- Directions: Please give every line of the rows below as a JSON list of strings, one string per line, with blank lines left out.

- Material provided:
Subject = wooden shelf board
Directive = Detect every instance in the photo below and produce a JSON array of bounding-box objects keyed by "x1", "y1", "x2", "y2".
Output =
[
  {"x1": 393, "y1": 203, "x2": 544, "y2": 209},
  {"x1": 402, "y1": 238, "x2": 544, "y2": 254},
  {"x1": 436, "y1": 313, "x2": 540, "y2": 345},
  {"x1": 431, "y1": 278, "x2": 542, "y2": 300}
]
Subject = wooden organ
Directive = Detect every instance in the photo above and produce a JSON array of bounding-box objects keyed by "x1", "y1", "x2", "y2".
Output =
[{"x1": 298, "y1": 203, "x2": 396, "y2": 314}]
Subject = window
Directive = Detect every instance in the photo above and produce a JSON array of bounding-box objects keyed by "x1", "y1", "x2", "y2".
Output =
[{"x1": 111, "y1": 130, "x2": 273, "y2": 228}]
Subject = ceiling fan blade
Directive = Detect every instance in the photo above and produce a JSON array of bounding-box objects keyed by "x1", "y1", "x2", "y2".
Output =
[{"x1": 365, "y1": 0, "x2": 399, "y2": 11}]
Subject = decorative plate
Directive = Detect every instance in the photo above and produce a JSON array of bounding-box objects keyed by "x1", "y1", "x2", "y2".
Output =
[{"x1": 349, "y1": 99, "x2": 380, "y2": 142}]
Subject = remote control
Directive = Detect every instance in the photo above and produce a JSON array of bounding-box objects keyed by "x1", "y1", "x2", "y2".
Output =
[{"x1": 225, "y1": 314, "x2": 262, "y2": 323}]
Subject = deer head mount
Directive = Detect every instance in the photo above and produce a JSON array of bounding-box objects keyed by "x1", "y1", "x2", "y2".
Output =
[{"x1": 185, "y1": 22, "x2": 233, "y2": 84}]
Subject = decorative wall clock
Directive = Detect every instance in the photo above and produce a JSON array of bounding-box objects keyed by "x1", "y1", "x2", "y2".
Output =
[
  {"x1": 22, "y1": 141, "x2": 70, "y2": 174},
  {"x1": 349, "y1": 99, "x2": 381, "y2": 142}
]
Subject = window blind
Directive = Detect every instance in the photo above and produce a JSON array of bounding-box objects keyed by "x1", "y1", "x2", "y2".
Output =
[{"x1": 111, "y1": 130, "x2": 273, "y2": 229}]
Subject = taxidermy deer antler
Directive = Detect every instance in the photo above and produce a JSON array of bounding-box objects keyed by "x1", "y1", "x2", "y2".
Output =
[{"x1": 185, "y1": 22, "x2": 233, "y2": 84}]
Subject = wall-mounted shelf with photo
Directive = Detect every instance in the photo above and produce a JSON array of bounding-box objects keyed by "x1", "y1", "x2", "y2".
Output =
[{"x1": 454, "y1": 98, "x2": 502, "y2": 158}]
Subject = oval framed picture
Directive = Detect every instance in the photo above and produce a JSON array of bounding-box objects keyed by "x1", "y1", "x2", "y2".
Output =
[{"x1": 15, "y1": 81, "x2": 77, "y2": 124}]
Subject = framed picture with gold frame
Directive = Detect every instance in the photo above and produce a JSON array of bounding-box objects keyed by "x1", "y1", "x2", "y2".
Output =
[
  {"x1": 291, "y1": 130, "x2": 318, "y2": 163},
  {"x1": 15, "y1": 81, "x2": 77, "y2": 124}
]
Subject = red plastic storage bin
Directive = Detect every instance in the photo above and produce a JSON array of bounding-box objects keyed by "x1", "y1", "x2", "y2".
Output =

- Correct result:
[
  "Subject = wooden shelf board",
  "Directive = Detect every instance in the photo below and produce a JSON array of bounding-box objects keyed by \"x1\", \"y1\", \"x2\", \"y2\".",
  "Output =",
  "[",
  "  {\"x1\": 393, \"y1\": 203, \"x2\": 544, \"y2\": 209},",
  "  {\"x1\": 402, \"y1\": 238, \"x2\": 544, \"y2\": 254},",
  "  {\"x1\": 436, \"y1\": 313, \"x2\": 540, \"y2\": 345},",
  "  {\"x1\": 431, \"y1\": 278, \"x2\": 542, \"y2\": 300}",
  "]",
  "Subject = wooden organ",
  "Directive = Detect every instance in the photo above and produce a JSON array of bounding-box objects keyed by \"x1\", \"y1\", \"x2\", \"y2\".",
  "Output =",
  "[{\"x1\": 298, \"y1\": 203, \"x2\": 396, \"y2\": 314}]",
  "Subject = window",
  "Directive = Detect every instance in the photo above and produce a JSON array of bounding-box objects keyed by \"x1\", \"y1\", \"x2\", \"y2\".",
  "Output =",
  "[{\"x1\": 111, \"y1\": 130, \"x2\": 273, \"y2\": 228}]",
  "Subject = ceiling fan blade",
  "Directive = Detect every instance in the photo above and produce a JSON array of bounding-box objects keyed by \"x1\", \"y1\", \"x2\", \"y2\".",
  "Output =",
  "[{\"x1\": 365, \"y1\": 0, \"x2\": 399, \"y2\": 11}]",
  "Subject = decorative plate",
  "Directive = Detect every instance in the photo above and produce a JSON array of bounding-box objects keyed by \"x1\", \"y1\", \"x2\", \"y2\".",
  "Output =",
  "[{\"x1\": 349, \"y1\": 99, \"x2\": 380, \"y2\": 142}]",
  "Subject = remote control",
  "Directive = Detect every instance in the photo above and produce a JSON array of bounding-box objects keyed by \"x1\", \"y1\", \"x2\", \"y2\".",
  "Output =",
  "[{\"x1\": 225, \"y1\": 314, \"x2\": 262, \"y2\": 323}]",
  "Subject = deer head mount",
  "Directive = Detect every instance in the photo above and produce a JSON array of bounding-box objects keyed by \"x1\", \"y1\", \"x2\", \"y2\".",
  "Output =",
  "[{\"x1\": 185, \"y1\": 22, \"x2\": 233, \"y2\": 84}]",
  "Subject = decorative wall clock",
  "Directive = Detect every instance in the photo above and produce a JSON array of bounding-box objects keyed by \"x1\", \"y1\", \"x2\", \"y2\".",
  "Output =",
  "[",
  "  {\"x1\": 22, \"y1\": 141, \"x2\": 70, \"y2\": 174},",
  "  {\"x1\": 349, \"y1\": 99, \"x2\": 381, \"y2\": 142}",
  "]",
  "Subject = window blind",
  "Directive = Detect every instance in the photo above and produce a JSON array of bounding-box objects keyed by \"x1\", \"y1\", \"x2\", \"y2\".",
  "Output =",
  "[{\"x1\": 111, \"y1\": 130, \"x2\": 273, \"y2\": 229}]",
  "Subject = taxidermy deer antler",
  "Directive = Detect every instance in the photo above and produce a JSON array of bounding-box objects keyed by \"x1\", \"y1\", \"x2\", \"y2\".",
  "Output =",
  "[{\"x1\": 185, \"y1\": 22, \"x2\": 233, \"y2\": 84}]",
  "Subject = wall-mounted shelf with photo",
  "Directive = Detect every instance in the photo above and produce a JSON array of bounding-box objects keyed by \"x1\", \"y1\", \"x2\", \"y2\".",
  "Output =",
  "[{\"x1\": 454, \"y1\": 98, \"x2\": 502, \"y2\": 158}]",
  "Subject = oval framed picture",
  "Directive = Detect every instance in the photo above and produce a JSON array of bounding-box objects keyed by \"x1\", \"y1\", \"x2\", \"y2\".",
  "Output =",
  "[{\"x1\": 15, \"y1\": 81, \"x2\": 77, \"y2\": 124}]",
  "Subject = framed picture with gold frame",
  "Directive = Detect every instance in the photo above and produce a JSON array of bounding-box objects keyed by \"x1\", \"y1\", \"x2\", \"y2\".",
  "Output =",
  "[",
  "  {\"x1\": 291, \"y1\": 130, \"x2\": 318, \"y2\": 163},",
  "  {\"x1\": 15, \"y1\": 81, \"x2\": 77, \"y2\": 124}",
  "]",
  "Subject = red plastic storage bin",
  "Directive = Detect every instance in the photo above and produce a JSON array of bounding-box objects keyed by \"x1\", \"y1\", \"x2\", \"y2\".",
  "Output ="
]